*Tarefas a realizar:*
1. Responda com base no trecho sobre o custo do tratamento com canabidiol:
(a) Quanto ela recebe de salário como assessora?
(b) Qual barreira os pacientes enfrentam mesmo com a receita em mãos?
(c) Quantas gotas do canabidiol ela precisa tomar pela manhã?
2. Devolva, do trecho sobre o custo do tratamento com canabidiol, a parte que começa com as palavras "Apesar de não" e termina com "preço do medicamento.".

*Trecho selecionado:*
Apesar de não precisar arcar com as despesas de casa, ela necessita pagar, além do  medicamento, pelos exames e consultas mensais com a psiquiatra e com a psicóloga. Isso tudo deve caber dentro do orçamento do salário que recebe como assessora – pouco mais de um salário mínimo (R$1.320 em 2023).

Ainda que com a receita em mãos, os pacientes que dependem do tratamento com referidos fármacos enfrentam algumas barreiras: o preço do medicamento. 

“São 685 contos a cada 2 meses. Acabo pagando uns 300 e poucos [reais] por mês”, relata. Ela precisa tomar duas gotas do canabidiol pela manhã, uma à tarde e três à noite.

*Trechos de dados:*
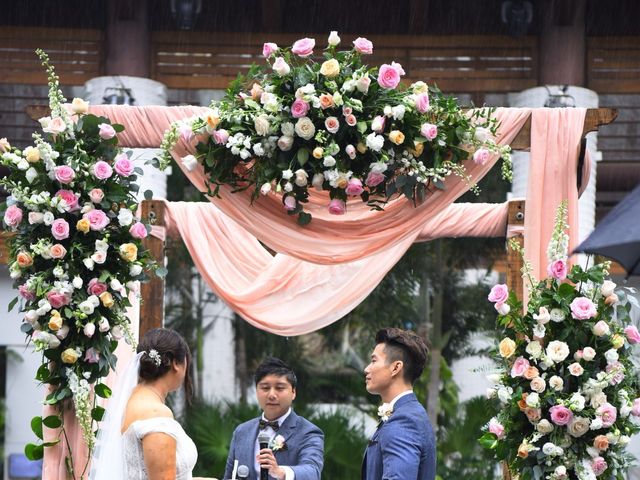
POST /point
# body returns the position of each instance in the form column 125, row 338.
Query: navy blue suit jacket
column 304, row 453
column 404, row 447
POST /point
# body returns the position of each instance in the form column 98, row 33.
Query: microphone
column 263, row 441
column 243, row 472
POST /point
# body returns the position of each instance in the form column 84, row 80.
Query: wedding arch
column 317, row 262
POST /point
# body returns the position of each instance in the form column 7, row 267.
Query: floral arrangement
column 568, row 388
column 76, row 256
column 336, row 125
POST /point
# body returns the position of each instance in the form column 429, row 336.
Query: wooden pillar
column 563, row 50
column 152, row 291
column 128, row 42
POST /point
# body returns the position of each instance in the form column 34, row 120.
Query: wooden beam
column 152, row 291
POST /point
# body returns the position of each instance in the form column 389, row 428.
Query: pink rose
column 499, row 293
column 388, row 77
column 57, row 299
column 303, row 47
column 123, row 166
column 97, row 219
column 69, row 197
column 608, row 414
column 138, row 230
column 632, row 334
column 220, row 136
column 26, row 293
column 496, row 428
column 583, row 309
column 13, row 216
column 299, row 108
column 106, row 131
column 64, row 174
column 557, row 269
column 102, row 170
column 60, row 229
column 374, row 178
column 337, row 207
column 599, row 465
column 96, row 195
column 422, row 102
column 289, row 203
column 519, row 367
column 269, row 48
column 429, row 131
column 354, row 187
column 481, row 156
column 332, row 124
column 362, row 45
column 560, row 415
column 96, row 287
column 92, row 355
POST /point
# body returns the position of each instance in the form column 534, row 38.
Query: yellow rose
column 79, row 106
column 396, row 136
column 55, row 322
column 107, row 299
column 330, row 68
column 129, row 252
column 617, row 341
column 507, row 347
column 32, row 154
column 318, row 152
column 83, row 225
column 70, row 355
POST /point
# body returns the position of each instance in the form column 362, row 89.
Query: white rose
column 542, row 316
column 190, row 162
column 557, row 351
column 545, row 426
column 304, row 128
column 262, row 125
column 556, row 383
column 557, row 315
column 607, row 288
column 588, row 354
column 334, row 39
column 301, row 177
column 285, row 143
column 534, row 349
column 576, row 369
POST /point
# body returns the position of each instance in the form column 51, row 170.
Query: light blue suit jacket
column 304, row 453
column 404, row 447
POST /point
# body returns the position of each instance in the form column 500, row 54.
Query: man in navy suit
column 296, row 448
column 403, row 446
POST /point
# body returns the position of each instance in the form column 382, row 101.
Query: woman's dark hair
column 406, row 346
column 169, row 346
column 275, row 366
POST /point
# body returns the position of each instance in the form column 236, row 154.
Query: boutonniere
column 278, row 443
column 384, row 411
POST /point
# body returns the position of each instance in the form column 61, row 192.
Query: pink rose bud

* * *

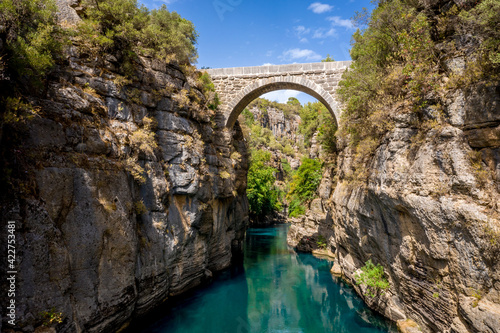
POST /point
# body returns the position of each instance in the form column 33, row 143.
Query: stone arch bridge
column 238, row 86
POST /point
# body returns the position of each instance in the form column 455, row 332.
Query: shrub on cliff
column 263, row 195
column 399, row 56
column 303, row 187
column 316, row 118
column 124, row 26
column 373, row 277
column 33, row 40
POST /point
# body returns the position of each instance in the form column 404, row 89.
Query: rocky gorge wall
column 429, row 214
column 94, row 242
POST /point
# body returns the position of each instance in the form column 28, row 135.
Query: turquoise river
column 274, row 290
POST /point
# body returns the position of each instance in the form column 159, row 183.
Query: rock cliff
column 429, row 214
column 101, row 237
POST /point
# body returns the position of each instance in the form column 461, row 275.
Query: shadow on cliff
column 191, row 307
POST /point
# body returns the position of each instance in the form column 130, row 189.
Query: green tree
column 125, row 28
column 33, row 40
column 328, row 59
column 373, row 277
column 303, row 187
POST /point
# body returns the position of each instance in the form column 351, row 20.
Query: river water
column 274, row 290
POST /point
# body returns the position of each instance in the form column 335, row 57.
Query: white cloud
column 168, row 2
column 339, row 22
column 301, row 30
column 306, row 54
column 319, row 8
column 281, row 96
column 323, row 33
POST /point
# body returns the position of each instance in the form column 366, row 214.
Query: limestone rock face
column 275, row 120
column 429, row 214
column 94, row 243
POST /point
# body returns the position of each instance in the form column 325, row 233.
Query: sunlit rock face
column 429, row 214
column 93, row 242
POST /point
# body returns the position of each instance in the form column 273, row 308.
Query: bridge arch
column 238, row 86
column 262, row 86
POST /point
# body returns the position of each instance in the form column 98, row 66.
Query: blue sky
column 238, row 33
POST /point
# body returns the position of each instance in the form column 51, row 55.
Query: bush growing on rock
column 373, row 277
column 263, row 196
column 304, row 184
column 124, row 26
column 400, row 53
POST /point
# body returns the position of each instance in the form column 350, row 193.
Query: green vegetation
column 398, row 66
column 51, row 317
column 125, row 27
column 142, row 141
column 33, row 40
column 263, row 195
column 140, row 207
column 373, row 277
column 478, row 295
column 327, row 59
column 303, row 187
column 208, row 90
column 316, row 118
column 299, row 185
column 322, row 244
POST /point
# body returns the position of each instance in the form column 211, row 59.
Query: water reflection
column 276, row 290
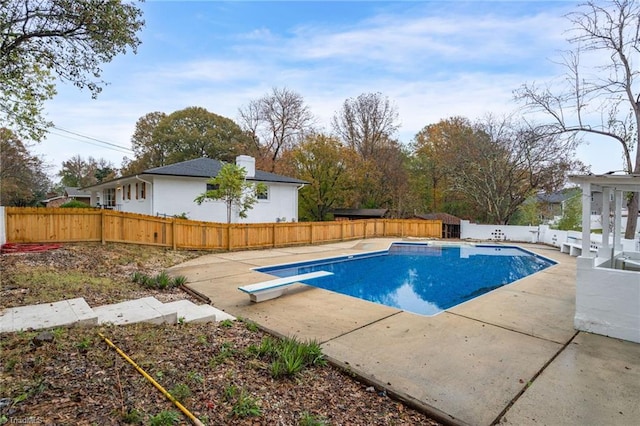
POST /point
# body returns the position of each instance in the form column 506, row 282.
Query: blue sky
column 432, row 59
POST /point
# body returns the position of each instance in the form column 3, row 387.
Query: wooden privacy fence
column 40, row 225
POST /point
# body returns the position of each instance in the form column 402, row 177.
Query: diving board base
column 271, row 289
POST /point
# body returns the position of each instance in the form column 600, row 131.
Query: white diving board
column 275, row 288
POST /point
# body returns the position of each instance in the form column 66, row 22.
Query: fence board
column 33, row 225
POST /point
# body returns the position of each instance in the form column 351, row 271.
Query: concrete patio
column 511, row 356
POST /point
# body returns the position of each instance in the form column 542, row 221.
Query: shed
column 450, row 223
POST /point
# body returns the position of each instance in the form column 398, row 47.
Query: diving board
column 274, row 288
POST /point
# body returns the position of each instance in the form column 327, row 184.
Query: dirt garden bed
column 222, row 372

*Respostas das tarefas:*
1.
(a) Pouco mais de um salário mínimo (R$1.320 em 2023).
(b) O preço do medicamento.
(c) Duas gotas.

2.
Apesar de não precisar arcar com as despesas de casa, ela necessita pagar, além do  medicamento, pelos exames e consultas mensais com a psiquiatra e com a psicóloga. Isso tudo deve caber dentro do orçamento do salário que recebe como assessora – pouco mais de um salário mínimo (R$1.320 em 2023).

Ainda que com a receita em mãos, os pacientes que dependem do tratamento com referidos fármacos enfrentam algumas barreiras: o preço do medicamento.